EXTRACTED DATA:

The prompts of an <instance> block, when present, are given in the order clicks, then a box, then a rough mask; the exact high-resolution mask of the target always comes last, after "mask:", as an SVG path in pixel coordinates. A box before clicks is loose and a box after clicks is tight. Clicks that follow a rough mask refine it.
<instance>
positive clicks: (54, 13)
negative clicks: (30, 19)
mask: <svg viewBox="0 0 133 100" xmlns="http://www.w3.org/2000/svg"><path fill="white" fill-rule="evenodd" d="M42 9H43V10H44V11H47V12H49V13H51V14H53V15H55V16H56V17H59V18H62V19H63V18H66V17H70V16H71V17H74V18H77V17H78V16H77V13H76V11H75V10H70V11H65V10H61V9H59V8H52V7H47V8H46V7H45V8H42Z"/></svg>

WHAT THE TASK REQUIRES:
Repeat the whole listing exactly. Leave nothing out.

THE ANSWER:
The prompts of an <instance> block, when present, are given in the order clicks, then a box, then a rough mask; the exact high-resolution mask of the target always comes last, after "mask:", as an SVG path in pixel coordinates. A box before clicks is loose and a box after clicks is tight. Clicks that follow a rough mask refine it.
<instance>
positive clicks: (54, 13)
negative clicks: (30, 19)
mask: <svg viewBox="0 0 133 100" xmlns="http://www.w3.org/2000/svg"><path fill="white" fill-rule="evenodd" d="M42 9H43V10H44V11H47V12H49V13H51V14H53V15H55V16H56V17H59V18H62V19H63V18H66V17H70V16H71V17H74V18H77V17H78V16H77V13H76V11H75V10H70V11H65V10H61V9H59V8H52V7H47V8H46V7H45V8H42Z"/></svg>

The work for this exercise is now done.